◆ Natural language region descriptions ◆
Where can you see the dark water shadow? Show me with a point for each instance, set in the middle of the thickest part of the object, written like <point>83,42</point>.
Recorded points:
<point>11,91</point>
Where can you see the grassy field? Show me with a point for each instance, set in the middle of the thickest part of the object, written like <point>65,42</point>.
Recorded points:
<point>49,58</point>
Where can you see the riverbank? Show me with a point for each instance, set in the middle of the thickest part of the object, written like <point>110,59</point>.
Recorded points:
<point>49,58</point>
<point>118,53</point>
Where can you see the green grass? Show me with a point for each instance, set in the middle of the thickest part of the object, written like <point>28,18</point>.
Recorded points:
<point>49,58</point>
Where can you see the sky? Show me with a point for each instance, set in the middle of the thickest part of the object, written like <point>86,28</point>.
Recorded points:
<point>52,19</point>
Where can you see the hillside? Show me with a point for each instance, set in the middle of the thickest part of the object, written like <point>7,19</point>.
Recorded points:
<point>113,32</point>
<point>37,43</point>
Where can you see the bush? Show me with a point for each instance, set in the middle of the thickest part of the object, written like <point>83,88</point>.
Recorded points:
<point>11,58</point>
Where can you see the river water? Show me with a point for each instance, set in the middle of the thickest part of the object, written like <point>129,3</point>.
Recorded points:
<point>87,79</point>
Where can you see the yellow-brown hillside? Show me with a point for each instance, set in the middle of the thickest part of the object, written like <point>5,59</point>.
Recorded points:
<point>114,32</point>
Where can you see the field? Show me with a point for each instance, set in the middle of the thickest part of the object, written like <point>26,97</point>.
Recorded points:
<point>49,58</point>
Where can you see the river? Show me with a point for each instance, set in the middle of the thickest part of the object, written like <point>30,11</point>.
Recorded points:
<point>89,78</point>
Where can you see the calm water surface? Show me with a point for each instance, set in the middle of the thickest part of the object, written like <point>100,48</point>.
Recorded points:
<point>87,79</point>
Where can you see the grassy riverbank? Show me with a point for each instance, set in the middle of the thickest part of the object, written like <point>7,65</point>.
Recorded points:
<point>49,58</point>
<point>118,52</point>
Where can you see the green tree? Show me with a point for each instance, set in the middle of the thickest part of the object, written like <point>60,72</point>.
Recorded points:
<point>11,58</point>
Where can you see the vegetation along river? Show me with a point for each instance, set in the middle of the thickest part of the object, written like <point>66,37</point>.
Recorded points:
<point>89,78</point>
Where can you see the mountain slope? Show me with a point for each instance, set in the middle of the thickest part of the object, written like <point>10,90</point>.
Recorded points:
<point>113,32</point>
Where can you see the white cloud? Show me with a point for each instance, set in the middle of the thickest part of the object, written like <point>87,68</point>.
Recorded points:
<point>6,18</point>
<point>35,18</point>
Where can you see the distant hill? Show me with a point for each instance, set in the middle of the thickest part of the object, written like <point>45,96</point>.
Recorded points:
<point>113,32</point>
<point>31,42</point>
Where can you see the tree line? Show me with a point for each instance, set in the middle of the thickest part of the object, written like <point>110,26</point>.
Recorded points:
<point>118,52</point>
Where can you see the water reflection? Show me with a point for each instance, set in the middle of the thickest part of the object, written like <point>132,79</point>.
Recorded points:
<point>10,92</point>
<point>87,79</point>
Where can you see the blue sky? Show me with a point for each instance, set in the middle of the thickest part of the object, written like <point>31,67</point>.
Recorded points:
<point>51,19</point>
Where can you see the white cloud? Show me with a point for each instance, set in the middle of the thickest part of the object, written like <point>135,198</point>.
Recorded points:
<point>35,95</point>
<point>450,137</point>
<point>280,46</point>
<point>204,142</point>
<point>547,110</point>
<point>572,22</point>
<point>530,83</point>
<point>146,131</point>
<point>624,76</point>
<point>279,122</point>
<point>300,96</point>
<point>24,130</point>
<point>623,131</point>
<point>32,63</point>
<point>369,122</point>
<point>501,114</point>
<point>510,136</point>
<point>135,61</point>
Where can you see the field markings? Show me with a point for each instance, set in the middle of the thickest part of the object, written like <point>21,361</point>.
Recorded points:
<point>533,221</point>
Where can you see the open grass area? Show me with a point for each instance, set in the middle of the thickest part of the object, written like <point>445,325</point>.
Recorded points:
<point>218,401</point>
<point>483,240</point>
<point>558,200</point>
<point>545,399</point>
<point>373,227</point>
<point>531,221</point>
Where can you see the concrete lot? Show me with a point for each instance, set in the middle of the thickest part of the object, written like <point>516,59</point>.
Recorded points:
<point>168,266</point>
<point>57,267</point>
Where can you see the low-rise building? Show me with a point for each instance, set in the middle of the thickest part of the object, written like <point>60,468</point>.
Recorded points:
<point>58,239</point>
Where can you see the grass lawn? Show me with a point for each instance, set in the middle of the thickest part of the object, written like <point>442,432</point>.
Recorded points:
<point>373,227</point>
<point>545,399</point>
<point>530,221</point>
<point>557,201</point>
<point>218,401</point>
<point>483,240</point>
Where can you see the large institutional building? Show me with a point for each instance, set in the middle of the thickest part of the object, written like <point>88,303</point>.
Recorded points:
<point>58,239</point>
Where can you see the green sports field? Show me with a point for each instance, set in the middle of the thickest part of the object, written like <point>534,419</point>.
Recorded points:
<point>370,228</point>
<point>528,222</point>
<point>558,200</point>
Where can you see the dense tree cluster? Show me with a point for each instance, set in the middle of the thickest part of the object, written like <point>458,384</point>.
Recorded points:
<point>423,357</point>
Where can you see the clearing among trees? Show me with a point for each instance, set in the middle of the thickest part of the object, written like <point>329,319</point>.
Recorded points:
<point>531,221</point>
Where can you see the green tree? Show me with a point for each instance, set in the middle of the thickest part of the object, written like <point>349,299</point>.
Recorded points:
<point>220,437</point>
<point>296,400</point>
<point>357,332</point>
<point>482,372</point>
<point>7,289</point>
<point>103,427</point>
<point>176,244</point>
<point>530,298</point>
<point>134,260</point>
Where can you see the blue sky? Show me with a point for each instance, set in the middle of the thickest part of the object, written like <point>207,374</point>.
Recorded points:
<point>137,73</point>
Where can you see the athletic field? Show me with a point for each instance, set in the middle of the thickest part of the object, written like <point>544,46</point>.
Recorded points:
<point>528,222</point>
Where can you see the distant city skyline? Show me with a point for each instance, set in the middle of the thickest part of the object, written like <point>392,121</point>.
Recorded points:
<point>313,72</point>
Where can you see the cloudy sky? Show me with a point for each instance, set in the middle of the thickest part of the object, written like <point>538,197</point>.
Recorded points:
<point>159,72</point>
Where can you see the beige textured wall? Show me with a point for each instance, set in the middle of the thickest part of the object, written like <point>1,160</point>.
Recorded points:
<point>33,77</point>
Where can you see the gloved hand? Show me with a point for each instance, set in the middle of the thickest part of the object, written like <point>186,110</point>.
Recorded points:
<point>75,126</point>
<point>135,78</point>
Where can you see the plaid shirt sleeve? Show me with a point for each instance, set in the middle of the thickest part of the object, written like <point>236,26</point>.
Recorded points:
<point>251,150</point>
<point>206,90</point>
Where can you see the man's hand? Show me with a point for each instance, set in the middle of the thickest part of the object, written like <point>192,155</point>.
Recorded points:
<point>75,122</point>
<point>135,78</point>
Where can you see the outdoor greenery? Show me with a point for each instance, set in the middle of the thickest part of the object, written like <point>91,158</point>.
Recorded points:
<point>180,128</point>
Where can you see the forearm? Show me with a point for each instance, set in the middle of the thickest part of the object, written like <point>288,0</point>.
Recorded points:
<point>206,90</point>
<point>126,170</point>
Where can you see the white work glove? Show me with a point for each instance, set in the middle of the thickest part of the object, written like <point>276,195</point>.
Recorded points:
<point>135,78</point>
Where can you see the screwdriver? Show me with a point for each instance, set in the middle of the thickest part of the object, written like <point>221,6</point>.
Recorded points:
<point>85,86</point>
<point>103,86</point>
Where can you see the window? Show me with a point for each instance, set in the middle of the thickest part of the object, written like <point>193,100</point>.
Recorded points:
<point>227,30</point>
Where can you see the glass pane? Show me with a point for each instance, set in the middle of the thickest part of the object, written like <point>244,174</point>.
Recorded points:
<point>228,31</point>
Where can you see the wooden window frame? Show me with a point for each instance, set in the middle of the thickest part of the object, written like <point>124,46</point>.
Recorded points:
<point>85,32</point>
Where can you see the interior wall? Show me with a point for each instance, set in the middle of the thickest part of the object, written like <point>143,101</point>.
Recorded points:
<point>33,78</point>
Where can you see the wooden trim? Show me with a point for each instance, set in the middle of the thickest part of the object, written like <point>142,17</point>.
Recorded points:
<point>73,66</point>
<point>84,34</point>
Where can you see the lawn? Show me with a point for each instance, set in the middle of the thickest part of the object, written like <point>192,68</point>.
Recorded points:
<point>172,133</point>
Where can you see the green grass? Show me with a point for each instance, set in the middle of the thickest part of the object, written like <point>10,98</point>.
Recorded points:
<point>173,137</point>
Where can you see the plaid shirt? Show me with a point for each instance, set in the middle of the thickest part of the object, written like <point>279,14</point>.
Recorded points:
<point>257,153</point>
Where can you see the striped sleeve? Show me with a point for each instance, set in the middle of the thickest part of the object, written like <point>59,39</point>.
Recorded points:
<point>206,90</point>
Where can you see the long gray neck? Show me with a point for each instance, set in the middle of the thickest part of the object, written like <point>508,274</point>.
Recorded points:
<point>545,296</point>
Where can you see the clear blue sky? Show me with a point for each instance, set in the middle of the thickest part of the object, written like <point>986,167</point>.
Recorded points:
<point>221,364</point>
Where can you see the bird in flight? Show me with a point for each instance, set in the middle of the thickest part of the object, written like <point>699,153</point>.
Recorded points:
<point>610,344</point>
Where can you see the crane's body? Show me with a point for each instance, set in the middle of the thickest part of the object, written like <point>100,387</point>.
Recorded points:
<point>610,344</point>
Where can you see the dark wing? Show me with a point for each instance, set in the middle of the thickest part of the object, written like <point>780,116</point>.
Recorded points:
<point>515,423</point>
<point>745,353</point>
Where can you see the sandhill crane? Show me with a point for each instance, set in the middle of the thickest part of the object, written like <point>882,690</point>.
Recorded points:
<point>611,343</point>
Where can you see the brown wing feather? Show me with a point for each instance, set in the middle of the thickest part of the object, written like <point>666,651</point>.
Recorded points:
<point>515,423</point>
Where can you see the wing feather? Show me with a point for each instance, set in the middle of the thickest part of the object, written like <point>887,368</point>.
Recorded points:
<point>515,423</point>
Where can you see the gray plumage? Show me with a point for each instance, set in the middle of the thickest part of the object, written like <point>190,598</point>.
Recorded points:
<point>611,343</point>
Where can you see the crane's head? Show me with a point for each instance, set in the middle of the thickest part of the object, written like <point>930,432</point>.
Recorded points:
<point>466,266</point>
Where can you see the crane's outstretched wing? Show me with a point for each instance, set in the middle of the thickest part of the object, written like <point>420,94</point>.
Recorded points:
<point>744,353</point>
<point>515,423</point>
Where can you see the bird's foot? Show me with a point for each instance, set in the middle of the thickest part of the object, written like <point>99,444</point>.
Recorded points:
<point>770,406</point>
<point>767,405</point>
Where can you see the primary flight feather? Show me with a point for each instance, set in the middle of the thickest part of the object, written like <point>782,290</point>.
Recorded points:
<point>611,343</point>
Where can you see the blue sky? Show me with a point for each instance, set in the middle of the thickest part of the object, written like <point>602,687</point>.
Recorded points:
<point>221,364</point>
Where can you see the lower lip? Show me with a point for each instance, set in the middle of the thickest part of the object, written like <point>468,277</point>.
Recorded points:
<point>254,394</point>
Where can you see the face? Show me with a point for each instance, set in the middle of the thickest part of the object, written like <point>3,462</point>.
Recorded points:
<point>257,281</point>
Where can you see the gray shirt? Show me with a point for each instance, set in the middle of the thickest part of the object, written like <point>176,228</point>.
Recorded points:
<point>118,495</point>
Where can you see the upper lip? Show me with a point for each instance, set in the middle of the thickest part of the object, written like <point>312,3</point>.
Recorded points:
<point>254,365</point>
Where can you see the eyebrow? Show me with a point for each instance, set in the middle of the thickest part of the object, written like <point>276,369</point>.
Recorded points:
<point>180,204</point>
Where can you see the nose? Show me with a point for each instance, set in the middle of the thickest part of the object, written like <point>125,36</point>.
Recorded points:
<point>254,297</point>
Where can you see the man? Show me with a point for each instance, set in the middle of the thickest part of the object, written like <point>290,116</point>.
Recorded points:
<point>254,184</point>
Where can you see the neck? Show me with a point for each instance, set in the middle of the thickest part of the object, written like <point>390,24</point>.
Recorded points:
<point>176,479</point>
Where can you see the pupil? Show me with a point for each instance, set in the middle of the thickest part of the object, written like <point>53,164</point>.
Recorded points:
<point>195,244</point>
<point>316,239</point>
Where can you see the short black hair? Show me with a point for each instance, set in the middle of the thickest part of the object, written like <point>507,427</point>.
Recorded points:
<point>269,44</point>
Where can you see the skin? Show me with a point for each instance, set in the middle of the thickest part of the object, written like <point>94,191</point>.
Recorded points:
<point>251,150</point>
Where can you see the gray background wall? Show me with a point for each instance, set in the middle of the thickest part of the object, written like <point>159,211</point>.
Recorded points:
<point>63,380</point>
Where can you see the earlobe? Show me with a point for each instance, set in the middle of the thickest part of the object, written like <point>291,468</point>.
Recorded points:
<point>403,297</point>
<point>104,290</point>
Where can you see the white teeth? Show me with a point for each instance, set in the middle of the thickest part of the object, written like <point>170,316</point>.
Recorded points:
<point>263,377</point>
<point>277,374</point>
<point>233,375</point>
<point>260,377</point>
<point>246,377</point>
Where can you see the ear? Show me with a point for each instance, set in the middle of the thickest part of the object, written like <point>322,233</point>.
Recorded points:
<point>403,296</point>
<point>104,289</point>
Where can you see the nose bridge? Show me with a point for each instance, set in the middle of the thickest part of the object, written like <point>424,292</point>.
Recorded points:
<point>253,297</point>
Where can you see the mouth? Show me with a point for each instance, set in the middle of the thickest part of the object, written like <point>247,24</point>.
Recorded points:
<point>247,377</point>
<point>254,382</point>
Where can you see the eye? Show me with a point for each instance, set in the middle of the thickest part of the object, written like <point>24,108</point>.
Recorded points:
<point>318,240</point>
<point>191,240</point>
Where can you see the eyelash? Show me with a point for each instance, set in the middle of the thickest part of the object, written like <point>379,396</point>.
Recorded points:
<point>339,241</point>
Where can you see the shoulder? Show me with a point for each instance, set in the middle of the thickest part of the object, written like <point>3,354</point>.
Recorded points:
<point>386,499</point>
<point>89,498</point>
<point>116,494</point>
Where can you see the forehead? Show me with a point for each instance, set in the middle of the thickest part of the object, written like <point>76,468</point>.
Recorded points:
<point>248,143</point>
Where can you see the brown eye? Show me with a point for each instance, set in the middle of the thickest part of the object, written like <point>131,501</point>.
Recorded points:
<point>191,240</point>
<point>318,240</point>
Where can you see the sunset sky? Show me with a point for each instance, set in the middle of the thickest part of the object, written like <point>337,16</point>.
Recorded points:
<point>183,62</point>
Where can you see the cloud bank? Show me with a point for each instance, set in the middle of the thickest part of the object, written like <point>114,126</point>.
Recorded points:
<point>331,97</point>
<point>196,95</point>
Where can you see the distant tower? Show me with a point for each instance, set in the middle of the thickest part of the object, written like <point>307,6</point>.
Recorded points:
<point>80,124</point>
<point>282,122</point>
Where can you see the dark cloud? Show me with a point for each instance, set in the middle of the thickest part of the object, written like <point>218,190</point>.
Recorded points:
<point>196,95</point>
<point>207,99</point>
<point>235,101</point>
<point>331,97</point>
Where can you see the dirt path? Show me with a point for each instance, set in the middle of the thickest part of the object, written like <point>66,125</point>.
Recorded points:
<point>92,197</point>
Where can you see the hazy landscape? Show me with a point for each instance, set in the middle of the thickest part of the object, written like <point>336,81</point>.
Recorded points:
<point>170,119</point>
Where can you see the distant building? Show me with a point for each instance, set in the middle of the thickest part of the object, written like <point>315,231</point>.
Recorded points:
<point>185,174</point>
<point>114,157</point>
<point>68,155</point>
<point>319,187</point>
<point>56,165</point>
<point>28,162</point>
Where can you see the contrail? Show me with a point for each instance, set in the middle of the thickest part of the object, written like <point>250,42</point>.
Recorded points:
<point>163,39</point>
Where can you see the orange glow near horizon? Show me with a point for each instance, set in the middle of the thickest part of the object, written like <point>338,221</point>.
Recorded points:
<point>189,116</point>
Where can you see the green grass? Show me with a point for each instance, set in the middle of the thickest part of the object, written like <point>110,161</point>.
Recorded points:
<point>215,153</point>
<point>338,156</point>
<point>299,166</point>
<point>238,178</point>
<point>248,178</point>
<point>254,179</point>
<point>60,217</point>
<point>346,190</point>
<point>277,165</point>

◆ Exercise requirements ◆
How many lines of the entries contain the word "white"? Only the number is wanted.

◆ Solution to this problem ◆
4